# Task 1
In the lung cancer abstract, how many patients were included in the study?
# Task 2
Copy the lung cancer abstract word for word, everything from "SETTINGS: Lung cancer" down to "disease was performed.".

# Extract
Prim Health Care Res Dev. 2022 Nov 2;23:e66. doi: 10.1017/S1463423622000573.
OBJECTIVES: Symptom awareness campaigns have contributed to improved early detection of lung cancer. Previous research suggests that this may have been achieved partly by diagnosing lung cancer in those who were not experiencing symptoms of their cancer. This study aimed to explore the relationship between frequency of chest x-ray in the three years prior to diagnosis and stage at diagnosis.
SETTINGS: Lung cancer service in a UK teaching hospital.
PARTICIPANTS: Patients diagnosed with lung cancer between 2010 and 2013 were identified. The number of chest x-rays for each patient in the three years prior to diagnosis was recorded. Statistical analysis of chest x-ray frequency comparing patients with early- and late-stage disease was performed.
RESULTS: One-thousand seven-hundred fifty patients were included – 589 (33.7%) with stage I/II and 1,161 (66.3%) with stage III/IV disease. All patients had at least one chest x-ray in the six months prior to diagnosis. Those with early-stage disease had more chest x-rays in this period (1.32 vs 1.15 radiographs per patient, P = 0.009). In the period 36 months to six months prior to lung cancer diagnosis, this disparity was even greater (1.70 vs 0.92, radiographs per patient, P < 0.001).
CONCLUSIONS: Increased rates of chest x-ray are likely to contribute to earlier detection. Given the known symptom lead time many patients diagnosed through chest x-ray may not have been experiencing symptoms caused by their cancer. The number of chest x-rays performed could reflect patient and/or clinician behaviours in response to symptoms.

# Input data
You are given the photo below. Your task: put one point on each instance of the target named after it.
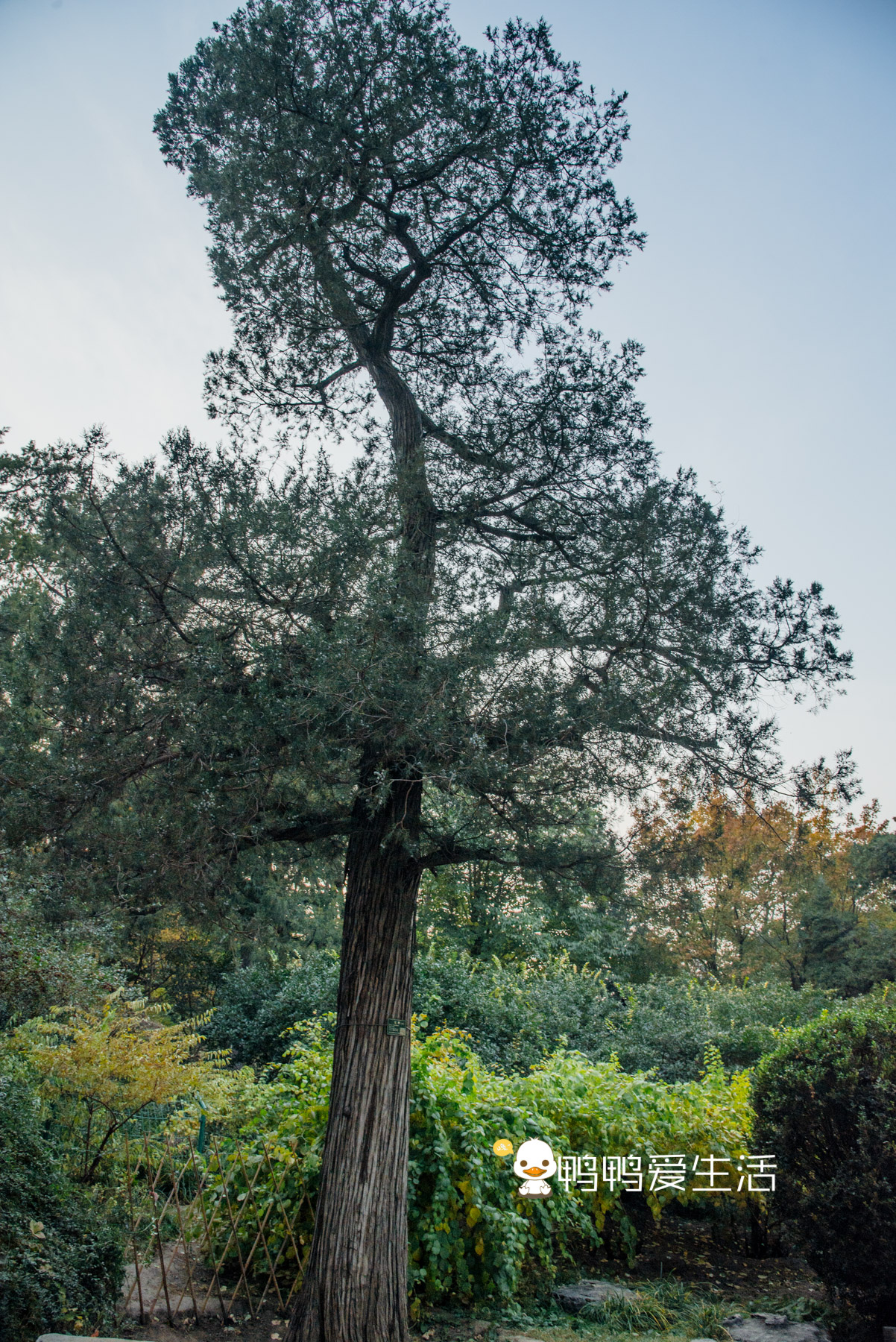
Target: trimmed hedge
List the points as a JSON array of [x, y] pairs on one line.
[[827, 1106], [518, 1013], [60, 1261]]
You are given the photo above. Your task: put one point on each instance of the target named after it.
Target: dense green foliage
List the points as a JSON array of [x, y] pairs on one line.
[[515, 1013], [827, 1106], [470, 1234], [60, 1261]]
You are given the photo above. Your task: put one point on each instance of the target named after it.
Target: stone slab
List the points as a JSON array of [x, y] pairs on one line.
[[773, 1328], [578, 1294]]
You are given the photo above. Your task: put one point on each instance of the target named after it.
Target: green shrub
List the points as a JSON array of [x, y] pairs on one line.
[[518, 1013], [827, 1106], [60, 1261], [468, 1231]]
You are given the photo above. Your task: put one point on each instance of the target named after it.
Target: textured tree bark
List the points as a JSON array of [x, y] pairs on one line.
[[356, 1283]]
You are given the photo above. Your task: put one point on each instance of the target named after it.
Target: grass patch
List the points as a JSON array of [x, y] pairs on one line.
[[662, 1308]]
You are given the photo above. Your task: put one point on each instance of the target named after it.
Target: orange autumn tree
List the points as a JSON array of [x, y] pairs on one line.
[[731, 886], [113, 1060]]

# Exercise response 1
One thousand seven hundred fifty patients.

# Exercise response 2
SETTINGS: Lung cancer service in a UK teaching hospital.
PARTICIPANTS: Patients diagnosed with lung cancer between 2010 and 2013 were identified. The number of chest x-rays for each patient in the three years prior to diagnosis was recorded. Statistical analysis of chest x-ray frequency comparing patients with early- and late-stage disease was performed.